Work instructions:
(A) Repeat the part of the Guildford history timeline starting at "1862 – 1868         John" and ending at "and wine production.".
(B) Carry on the Guildford history timeline from its final entry onward.

Page text:
%%
1850       In June the first 75 convicts arrive in Fremantle aboard the Scindian.  Between 1850 and 1868, 9721 male convicts were transported to the Colony.

1851       John Welbourne commissioned to expand the lock up, adding seven cells, a police station / courthouse and living quarters.

1852       Lieutenant Edmund du Cane commissioned to establish the Guildford Convict Depot. Using convict labour he built soldier’s houses, improved roads, and built Barker’s Bridge, the first bridge over the Swan River in the area.

1853        The Commissariat Store and Quarters at 16 Meadow Street built.  Considered to be one of the few intact parts of the convict depot.

1862 – 1868         John Hampton, Governor of Western Australia expanded public works throughout the colony, using convict labour.

1865       The Mechanics Institute was built.  It was the first public hall in the Swan district, used for public meetings, lectures, concerts, educational workshops, and contained a lending library.

1866       New Courthouse, including a three room police quarters was constructed by private contractors and convicts.  The Courthouse was formally opened in 1867.

1868       Vine industry was well established in the Swan Valley, based on dried fruit and wine production.

1868       Guildford Primary School was built.  The school retains part of its early 1868 structure .  It is the oldest continuously operating state school in Western Australia, and the third oldest in Australia.
%%
The data:
%%
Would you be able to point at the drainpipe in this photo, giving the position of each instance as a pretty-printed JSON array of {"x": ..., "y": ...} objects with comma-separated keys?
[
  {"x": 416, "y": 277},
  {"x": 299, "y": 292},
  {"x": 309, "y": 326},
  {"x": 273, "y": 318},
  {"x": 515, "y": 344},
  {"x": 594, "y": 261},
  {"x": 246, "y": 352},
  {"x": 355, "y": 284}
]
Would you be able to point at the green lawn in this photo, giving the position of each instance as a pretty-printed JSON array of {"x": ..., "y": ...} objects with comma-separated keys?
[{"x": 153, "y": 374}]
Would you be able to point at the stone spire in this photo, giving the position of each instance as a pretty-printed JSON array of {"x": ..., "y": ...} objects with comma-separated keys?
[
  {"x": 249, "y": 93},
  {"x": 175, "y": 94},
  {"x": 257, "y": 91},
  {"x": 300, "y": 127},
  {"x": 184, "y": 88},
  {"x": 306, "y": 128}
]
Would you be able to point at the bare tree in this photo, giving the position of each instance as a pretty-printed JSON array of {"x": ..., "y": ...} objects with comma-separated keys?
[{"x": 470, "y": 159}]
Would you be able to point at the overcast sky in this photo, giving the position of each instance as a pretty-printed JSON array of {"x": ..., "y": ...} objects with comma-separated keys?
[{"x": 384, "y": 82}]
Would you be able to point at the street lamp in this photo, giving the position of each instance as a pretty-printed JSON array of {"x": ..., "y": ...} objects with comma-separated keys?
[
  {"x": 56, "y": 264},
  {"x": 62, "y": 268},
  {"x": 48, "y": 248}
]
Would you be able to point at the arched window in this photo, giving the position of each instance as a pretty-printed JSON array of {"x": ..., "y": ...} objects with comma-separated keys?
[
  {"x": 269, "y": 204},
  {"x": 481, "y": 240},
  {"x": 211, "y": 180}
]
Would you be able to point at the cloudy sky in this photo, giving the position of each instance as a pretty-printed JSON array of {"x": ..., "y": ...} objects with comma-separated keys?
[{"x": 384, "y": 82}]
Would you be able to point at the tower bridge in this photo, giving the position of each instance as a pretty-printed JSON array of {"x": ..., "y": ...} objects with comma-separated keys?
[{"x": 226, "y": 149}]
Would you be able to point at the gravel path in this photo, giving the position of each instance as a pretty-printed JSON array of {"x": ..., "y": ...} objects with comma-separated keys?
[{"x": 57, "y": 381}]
%%
Replies:
(A)
1862 – 1868         John Hampton, Governor of Western Australia expanded public works throughout the colony, using convict labour.

1865       The Mechanics Institute was built.  It was the first public hall in the Swan district, used for public meetings, lectures, concerts, educational workshops, and contained a lending library.

1866       New Courthouse, including a three room police quarters was constructed by private contractors and convicts.  The Courthouse was formally opened in 1867.

1868       Vine industry was well established in the Swan Valley, based on dried fruit and wine production.

(B)
1871       Guildford experienced a building and economic boom.  The streets were paved and drained .  The electric telegraph arrived later in the year.

1871       The town was declared a municipality and granted its own crest depicting an anchor, wheat sheaf and grapes.

1873       Saint Mathews Church in Stirling Square was consecrated in October.  The previous church had blown down the previous year, during a hurricane.  A baptism was being held at the time!   Parishioners raised money for the new church, built within one year.

1881       The Guildford railway station opened.  This was the terminus of the original Eastern Railway from Fremantle.

1882       The rail line was extended to York, initially down the centre of James Street, causing much disruption for other road users.

1896       Guildford Grammar School was established by Charles Harper of Woodbridge.

1897       The Convict Depot was demolished and the new dual track railway realigned to its present route.

1897        Sugar Gum trees were planted along Guildford’s main streets and in Stirling Square, celebrating Queen Victoria’s Jubilee year.

1898       A new post office, the Peerless Flour Mill and the present Guildford railway station were constructed.

1899       A new facade is added to the Guildford Hotel.

1901       The Federation of Australia.  In the Swan Valley larger farms were subdivided into farmlets, used mainly for grape growing.

1902       Electricity replaced the oil lamps previously used as street lighting.

1914       World War I.  The remount depot in South Guildford was used by the WA 10th Light Horse Regiment and Artillery units.

1920       The War Memorial in Stirling Square was built.

1929       The Memorial Gates to Stirling Square were built, commemorating the State’s centenary.   In 2012 the Memorial Gates were restored and rededicated.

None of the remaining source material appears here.